> [What to produce] Output exactly the lines that run from the start of the records to the line with "box: [2, 21, 248, 216]", counting both ends, and skip the pictures.

> [Material for this exercise]
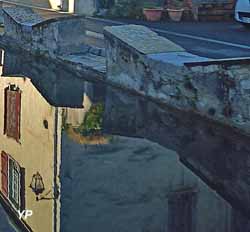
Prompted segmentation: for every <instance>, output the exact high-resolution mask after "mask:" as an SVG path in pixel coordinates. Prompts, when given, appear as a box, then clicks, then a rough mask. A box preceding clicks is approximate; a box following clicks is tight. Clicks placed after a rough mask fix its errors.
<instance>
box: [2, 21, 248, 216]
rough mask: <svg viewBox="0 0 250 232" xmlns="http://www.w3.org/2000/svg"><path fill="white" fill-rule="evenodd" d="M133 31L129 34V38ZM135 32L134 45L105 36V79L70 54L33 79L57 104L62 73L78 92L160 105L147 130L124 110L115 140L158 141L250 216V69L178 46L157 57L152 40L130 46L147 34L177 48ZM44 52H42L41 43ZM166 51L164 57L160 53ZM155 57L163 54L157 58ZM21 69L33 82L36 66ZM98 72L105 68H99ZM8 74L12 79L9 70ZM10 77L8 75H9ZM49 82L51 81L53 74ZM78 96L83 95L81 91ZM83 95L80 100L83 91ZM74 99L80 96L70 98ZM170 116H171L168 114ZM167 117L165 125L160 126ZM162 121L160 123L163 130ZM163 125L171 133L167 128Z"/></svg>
mask: <svg viewBox="0 0 250 232" xmlns="http://www.w3.org/2000/svg"><path fill="white" fill-rule="evenodd" d="M51 25H52V24H51ZM128 28H129V27H126V31H127V30H128ZM134 28H135V27H134V26H132V29H131V30H132V31H133V30H134ZM136 28H137V30H138V32H137V34H138V36H137V35H136V33H135V34H133V36H132V37H131V33H129V34H127V37H128V38H127V39H126V32H125V30H124V29H123V28H120V27H116V28H109V29H107V30H106V32H105V35H106V38H107V51H106V52H107V77H106V78H105V74H106V73H105V68H103V64H104V62H103V63H102V65H100V66H98V68H97V69H95V67H93V66H91V65H87V66H86V61H87V59H86V57H88V54H87V53H83V54H84V57H83V59H82V58H81V56H80V57H76V56H75V55H74V54H68V53H66V56H65V54H63V55H61V56H60V57H59V56H54V54H52V55H51V54H47V57H49V59H48V60H46V59H45V60H46V61H45V63H46V62H47V64H46V65H44V63H43V61H42V60H43V59H44V57H45V56H41V57H40V58H39V56H37V58H36V62H38V67H39V62H40V63H41V64H42V67H40V68H41V69H38V70H37V69H36V68H35V69H34V70H36V71H35V72H36V73H35V75H34V72H33V71H32V72H33V73H32V75H34V76H35V79H36V83H37V84H38V86H39V85H40V86H41V83H43V84H44V85H45V86H46V85H48V86H49V87H51V89H52V90H53V91H52V93H53V94H55V96H56V95H57V93H58V92H57V91H58V89H59V88H58V86H61V88H60V89H63V84H65V83H67V81H68V80H67V81H66V78H65V82H61V84H59V85H54V84H53V83H55V82H57V81H58V80H60V79H61V78H63V77H62V75H61V73H60V70H64V71H66V73H68V74H69V76H67V75H66V76H67V78H68V77H69V78H70V79H71V78H72V80H76V77H77V79H78V80H77V81H76V82H74V81H73V82H72V83H74V86H77V84H76V83H79V82H78V81H79V80H81V79H84V78H86V79H92V80H93V79H94V80H99V81H103V82H106V83H109V84H112V85H116V86H119V87H121V88H123V89H127V90H129V91H132V92H134V93H136V94H138V95H141V96H143V97H144V98H145V99H151V100H152V101H153V102H157V103H158V104H161V107H160V108H158V109H159V112H158V111H157V110H156V111H155V110H152V111H151V110H149V112H148V114H149V116H148V117H149V119H148V118H147V117H146V115H147V114H146V113H147V110H148V109H147V107H146V109H144V103H143V104H142V106H140V108H139V109H140V110H139V112H144V110H145V112H146V113H145V117H146V118H144V117H142V118H141V122H140V124H138V123H136V124H134V123H135V122H136V121H134V119H133V118H134V117H136V118H138V116H134V115H129V116H128V115H126V110H123V111H122V112H123V114H124V116H119V114H118V119H119V120H122V119H120V118H119V117H121V118H128V120H125V125H126V126H124V127H122V130H121V125H119V124H118V125H117V124H114V126H112V125H113V122H112V121H111V122H110V124H109V125H110V128H113V131H114V132H115V131H117V132H120V133H125V132H126V131H127V133H129V134H130V135H134V134H133V133H134V132H135V134H137V135H140V136H145V137H146V136H147V137H149V138H150V139H152V140H153V141H157V142H159V143H160V144H163V145H164V146H167V147H170V148H171V149H174V150H176V151H177V152H178V153H179V154H180V156H181V157H182V159H183V160H185V161H186V162H187V161H188V164H191V167H192V168H194V169H196V171H197V172H199V173H200V175H203V176H204V177H206V179H207V180H209V181H210V182H211V183H212V184H213V185H214V186H215V188H216V190H217V191H219V192H222V193H223V194H224V195H226V196H227V197H228V198H229V199H231V201H232V202H236V203H238V206H239V205H240V207H239V208H241V209H242V210H244V211H246V212H248V213H249V211H250V209H249V205H250V204H248V203H250V199H249V196H250V194H249V193H250V187H249V184H248V178H249V165H248V159H249V155H248V154H249V148H248V143H249V137H248V136H247V134H248V132H249V112H248V110H249V101H248V99H249V94H250V93H249V83H248V82H249V75H248V73H249V61H248V60H234V61H232V60H231V61H225V60H224V61H211V60H208V59H206V58H200V57H197V56H194V55H192V54H188V53H186V52H185V51H184V50H182V49H181V48H179V47H178V46H174V45H173V48H174V49H172V48H171V49H170V50H168V49H167V48H166V47H165V46H161V47H160V46H159V47H157V50H154V49H153V44H152V43H151V42H150V40H148V39H145V43H144V46H141V45H140V44H139V43H138V42H136V44H135V45H134V44H131V43H132V39H134V41H137V38H139V39H140V40H141V41H142V34H143V35H144V36H147V33H149V34H150V36H151V37H153V40H154V41H156V40H157V38H158V39H159V40H161V41H162V42H161V44H163V45H166V46H167V44H171V43H170V42H169V41H167V40H165V39H163V38H159V37H157V36H156V35H155V34H152V33H151V32H149V31H148V30H146V29H145V28H143V33H142V34H140V31H139V30H140V27H136ZM130 32H131V31H130ZM114 35H115V36H114ZM5 38H6V37H5ZM39 38H43V37H39ZM9 41H11V40H9ZM48 41H49V40H48ZM37 45H38V46H40V45H39V43H37ZM52 45H53V43H52ZM10 46H11V45H10ZM12 46H13V45H12ZM171 46H172V45H171ZM47 48H48V47H47ZM49 48H51V47H49ZM52 48H53V46H52ZM64 48H65V47H64ZM161 48H162V49H163V50H162V52H160V51H161V50H160V49H161ZM24 49H25V47H24ZM32 49H33V48H32ZM52 50H53V49H52ZM30 51H33V50H30ZM154 51H157V52H158V53H152V52H154ZM166 51H170V52H166ZM33 54H34V53H33ZM39 55H40V53H39ZM43 55H44V54H43ZM85 55H86V56H85ZM33 58H34V57H32V56H31V57H30V58H28V59H27V60H28V61H29V62H30V61H31V60H33ZM98 59H99V57H98ZM21 61H22V59H20V60H19V61H18V59H14V60H13V61H11V62H12V63H13V62H17V63H18V64H19V66H18V65H17V66H12V68H13V69H12V70H16V67H20V70H25V74H26V75H27V76H30V75H29V74H27V73H28V72H29V69H31V68H30V66H29V62H23V61H22V62H21ZM76 61H77V62H76ZM82 61H83V62H82ZM102 61H105V60H102ZM201 61H203V62H201ZM11 62H10V63H11ZM50 62H51V64H50ZM23 63H24V64H25V65H24V64H23ZM97 64H98V65H99V64H100V63H99V62H97ZM22 65H24V67H25V68H24V69H23V67H22V68H21V66H22ZM50 65H51V69H50V70H55V71H53V74H52V75H51V72H50V71H48V73H47V77H45V78H44V81H42V80H41V77H39V75H40V74H41V70H44V69H46V66H48V67H49V66H50ZM52 66H53V67H52ZM34 67H37V64H34ZM4 70H5V71H6V69H4ZM6 74H7V75H8V73H6ZM6 74H5V75H6ZM43 74H44V75H43V76H46V75H45V74H46V73H43ZM48 80H50V81H48ZM51 80H52V81H51ZM57 83H59V82H57ZM76 89H78V90H79V88H76ZM76 92H77V93H78V94H79V93H80V92H81V91H80V90H79V91H76ZM70 96H73V95H72V94H70ZM69 99H70V98H69ZM118 99H119V98H118ZM145 104H146V106H147V104H152V103H147V101H146V103H145ZM118 108H119V107H118ZM164 108H165V110H163V109H164ZM113 110H116V109H113ZM129 110H131V112H132V113H133V112H134V113H135V112H136V113H137V106H136V105H133V104H132V105H131V109H129ZM129 110H128V112H129ZM110 112H112V109H111V111H110ZM155 112H158V113H155ZM115 115H116V114H115ZM130 117H131V118H132V119H133V120H132V119H131V118H130ZM161 117H162V118H166V119H165V120H163V119H162V120H161ZM111 119H112V118H110V120H111ZM148 121H149V122H150V126H149V127H146V128H144V129H143V127H145V124H144V123H145V122H148ZM158 121H160V126H159V125H158ZM162 121H163V122H162ZM126 123H128V124H126ZM155 124H156V128H152V127H151V126H153V125H155ZM161 124H162V125H165V124H166V125H165V127H164V126H162V125H161ZM138 127H139V128H138ZM139 129H140V130H139ZM236 129H237V130H236ZM166 137H167V139H166ZM232 138H234V139H232ZM228 146H229V147H230V148H228ZM204 147H205V148H206V149H204ZM218 157H220V158H218ZM218 183H219V184H218ZM232 186H233V187H232ZM236 205H237V204H236ZM249 215H250V214H249Z"/></svg>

> [Answer]
Prompted segmentation: for every <instance>, output the exact high-resolution mask after "mask:" as an SVG path in pixel coordinates. Prompts, when given, appear as a box, then clicks, then a rough mask. A box preceding clicks is approximate; a box following clicks is tight. Clicks placed after a rough mask fix its errors.
<instance>
box: [2, 21, 248, 216]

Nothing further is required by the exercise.